Consigne.
Dans l'intervention d'Esther Benbassa au Sénat, pendant combien d'années l'oratrice dit-elle avoir enseigné en collège et lycée ?
**** Extrait du document ****
Intervention de Esther Benbassa

Réunion du 19 octobre 2020 à 17h00
Prééminence des lois de la république — Adoption d'une proposition de loi constitutionnelle dans le texte de la commission

Photo de Esther BenbassaEsther Benbassa :

Monsieur le président, monsieur le ministre, mes chers collègues, en ces jours de deuil national, le groupe CRCE et moi-même ne pouvons qu’appeler à plus de cohésion. Soyons unis, au moins en ce moment, au-delà de ce qui parfois nous divise : sensibilités politiques, origines ou croyances.

La décapitation de Samuel Paty a bouleversé en moi le professeur que j’ai été autant que la sénatrice que je suis. Deux ans après mon arrivée en France, j’ai passé les concours nationaux de l’enseignement. J’ai enseigné quinze ans en collège et lycée. J’ai essayé, moi aussi, partout où j’ai exercé, d’initier mes élèves de toutes origines à l’esprit critique, au débat, au respect de nos valeurs.

La tragédie de Conflans-Sainte-Honorine n’a pas seulement coûté la vie à un enseignant de la manière la plus barbare. Elle touche notre bien le plus précieux, la liberté d’expression.

Les hussards de la République sont toujours à leur poste. Nous leur devons l’hommage qui leur est rendu aujourd’hui, eux que, trop souvent, on critique. La République leur doit soutien, protection et respect. Les a-t-elle assez écoutés ? A-t-elle pris la mesure de la difficulté de leur tâche dans des contextes nouveaux ?

Oui, la République doit se défendre contre les fanatiques. Mais elle doit aussi distinguer ceux-ci de l’écrasante majorité des musulmans de ce pays, aspirant à pratiquer leur religion dans le respect de la neutralité de l’espace public et des lois qui nous unissent au-delà de nos différences. Le fanatisme ne prospère-t-il pas sur le terreau de l’abandon, là où l’État a abdiqué, là où les services publics et la police de proximité ont disparu ?
**** Données fournies ****
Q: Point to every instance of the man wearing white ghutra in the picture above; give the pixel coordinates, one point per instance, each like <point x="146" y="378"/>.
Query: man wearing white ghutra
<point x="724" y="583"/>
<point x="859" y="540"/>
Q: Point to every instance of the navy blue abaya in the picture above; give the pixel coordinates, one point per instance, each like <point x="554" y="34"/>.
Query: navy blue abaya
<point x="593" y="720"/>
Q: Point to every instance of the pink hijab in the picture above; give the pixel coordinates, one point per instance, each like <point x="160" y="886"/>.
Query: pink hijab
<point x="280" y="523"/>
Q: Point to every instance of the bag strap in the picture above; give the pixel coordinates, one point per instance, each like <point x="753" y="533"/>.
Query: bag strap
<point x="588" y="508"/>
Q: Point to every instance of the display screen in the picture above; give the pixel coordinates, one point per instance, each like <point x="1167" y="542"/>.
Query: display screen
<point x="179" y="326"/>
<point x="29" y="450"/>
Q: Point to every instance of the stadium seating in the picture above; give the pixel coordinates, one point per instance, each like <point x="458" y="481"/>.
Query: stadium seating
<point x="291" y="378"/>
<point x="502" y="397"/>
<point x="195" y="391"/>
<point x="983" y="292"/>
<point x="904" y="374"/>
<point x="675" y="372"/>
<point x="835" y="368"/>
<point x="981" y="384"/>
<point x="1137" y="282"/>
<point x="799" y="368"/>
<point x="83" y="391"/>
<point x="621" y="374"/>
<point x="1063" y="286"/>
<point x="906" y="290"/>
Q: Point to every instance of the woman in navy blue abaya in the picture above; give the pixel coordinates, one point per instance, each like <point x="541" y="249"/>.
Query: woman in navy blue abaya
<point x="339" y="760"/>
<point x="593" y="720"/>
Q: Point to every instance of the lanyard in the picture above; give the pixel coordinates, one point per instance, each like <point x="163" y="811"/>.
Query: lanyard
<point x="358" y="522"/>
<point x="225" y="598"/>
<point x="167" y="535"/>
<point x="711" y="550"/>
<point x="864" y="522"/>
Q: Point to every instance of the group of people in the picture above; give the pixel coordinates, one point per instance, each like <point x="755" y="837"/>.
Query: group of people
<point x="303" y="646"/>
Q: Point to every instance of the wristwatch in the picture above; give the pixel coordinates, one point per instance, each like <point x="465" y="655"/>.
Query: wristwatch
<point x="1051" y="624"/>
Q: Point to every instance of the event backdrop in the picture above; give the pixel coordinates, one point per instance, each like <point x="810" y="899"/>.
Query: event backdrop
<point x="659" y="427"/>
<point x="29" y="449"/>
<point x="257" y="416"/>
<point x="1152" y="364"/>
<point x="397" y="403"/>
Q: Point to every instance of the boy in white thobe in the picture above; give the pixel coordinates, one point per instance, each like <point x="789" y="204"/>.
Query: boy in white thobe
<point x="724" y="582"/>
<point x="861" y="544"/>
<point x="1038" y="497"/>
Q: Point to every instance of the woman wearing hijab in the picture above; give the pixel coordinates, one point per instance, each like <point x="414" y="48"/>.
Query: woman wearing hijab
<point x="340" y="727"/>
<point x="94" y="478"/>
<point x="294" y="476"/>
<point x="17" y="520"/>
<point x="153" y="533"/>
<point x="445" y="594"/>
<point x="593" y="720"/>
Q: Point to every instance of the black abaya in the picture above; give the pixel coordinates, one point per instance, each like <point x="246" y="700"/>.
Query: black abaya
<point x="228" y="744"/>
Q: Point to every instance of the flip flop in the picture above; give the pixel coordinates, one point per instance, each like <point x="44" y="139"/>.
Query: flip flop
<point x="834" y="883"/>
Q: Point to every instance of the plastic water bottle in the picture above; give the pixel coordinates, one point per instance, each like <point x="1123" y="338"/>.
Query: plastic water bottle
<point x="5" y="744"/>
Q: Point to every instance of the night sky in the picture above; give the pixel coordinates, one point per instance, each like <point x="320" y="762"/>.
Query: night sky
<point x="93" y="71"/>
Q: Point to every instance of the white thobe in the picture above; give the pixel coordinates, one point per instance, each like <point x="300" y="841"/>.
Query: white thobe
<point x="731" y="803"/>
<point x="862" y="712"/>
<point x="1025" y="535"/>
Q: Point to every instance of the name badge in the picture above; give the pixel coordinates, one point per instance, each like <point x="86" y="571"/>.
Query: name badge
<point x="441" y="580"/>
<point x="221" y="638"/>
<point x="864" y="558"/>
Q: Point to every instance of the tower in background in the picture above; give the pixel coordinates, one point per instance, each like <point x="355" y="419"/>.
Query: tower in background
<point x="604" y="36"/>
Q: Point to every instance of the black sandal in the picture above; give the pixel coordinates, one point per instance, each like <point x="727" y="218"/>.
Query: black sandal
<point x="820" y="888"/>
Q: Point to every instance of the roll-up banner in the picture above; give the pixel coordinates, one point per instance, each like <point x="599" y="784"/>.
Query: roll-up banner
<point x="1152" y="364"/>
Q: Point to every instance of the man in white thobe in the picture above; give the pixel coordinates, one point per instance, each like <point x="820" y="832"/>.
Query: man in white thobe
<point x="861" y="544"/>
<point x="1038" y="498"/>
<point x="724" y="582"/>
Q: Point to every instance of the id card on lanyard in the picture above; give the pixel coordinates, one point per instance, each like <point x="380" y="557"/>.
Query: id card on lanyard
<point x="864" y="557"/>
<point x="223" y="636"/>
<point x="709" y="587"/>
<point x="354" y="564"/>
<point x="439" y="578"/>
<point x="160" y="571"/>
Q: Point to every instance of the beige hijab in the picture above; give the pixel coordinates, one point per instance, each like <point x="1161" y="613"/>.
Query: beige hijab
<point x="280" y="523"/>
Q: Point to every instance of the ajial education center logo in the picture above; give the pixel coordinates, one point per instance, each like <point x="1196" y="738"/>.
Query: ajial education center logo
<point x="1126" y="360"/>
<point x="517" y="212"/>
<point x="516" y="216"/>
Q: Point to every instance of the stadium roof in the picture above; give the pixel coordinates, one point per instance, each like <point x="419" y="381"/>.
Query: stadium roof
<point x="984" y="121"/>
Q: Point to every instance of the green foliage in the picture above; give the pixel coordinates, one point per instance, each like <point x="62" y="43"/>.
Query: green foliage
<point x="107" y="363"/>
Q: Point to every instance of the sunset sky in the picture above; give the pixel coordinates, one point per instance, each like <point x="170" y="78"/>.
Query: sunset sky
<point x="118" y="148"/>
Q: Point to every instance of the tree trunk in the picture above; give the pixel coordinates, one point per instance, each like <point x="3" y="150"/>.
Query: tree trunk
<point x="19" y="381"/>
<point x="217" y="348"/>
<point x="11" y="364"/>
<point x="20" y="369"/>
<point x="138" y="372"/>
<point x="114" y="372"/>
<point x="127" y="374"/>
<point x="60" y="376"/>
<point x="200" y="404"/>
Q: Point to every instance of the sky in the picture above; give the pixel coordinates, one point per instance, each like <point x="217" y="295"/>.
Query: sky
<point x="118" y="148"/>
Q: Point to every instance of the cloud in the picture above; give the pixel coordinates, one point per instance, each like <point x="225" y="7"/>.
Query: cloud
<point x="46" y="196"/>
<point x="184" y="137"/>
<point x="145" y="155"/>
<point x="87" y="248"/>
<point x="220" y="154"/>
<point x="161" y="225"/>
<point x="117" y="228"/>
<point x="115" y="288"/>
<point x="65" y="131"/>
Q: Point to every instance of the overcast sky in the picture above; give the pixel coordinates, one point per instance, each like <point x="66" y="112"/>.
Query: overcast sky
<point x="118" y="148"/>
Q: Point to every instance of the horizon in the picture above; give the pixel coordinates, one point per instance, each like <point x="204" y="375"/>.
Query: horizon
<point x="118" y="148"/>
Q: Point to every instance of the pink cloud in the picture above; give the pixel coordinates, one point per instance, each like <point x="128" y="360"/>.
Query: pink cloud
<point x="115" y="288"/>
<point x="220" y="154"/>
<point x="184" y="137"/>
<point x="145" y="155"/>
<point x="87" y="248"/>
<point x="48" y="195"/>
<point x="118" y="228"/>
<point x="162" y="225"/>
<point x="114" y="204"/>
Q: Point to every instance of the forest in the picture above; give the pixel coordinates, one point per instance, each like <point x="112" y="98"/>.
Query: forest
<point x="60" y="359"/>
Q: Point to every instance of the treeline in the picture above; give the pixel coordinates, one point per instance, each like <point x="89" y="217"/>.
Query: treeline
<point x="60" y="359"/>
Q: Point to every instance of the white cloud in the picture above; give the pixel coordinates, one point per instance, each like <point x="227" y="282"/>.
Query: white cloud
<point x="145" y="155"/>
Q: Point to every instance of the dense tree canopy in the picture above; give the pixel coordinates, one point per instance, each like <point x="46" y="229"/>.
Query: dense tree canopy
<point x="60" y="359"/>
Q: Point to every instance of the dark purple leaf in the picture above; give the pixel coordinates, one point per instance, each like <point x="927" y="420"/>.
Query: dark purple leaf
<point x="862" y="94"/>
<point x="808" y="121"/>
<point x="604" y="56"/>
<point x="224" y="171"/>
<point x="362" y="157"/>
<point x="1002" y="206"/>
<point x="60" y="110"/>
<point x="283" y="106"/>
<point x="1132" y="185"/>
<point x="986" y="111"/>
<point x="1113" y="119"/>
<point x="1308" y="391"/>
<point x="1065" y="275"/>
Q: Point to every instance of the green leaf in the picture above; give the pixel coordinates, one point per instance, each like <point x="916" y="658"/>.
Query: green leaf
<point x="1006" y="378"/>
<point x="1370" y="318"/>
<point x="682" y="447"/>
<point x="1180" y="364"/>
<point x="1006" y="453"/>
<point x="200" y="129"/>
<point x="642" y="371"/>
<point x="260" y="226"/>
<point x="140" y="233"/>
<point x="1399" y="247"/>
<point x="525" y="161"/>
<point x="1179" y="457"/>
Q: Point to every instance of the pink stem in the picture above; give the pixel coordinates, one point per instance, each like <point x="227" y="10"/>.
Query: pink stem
****
Réponse rédigée.
Quinze ans.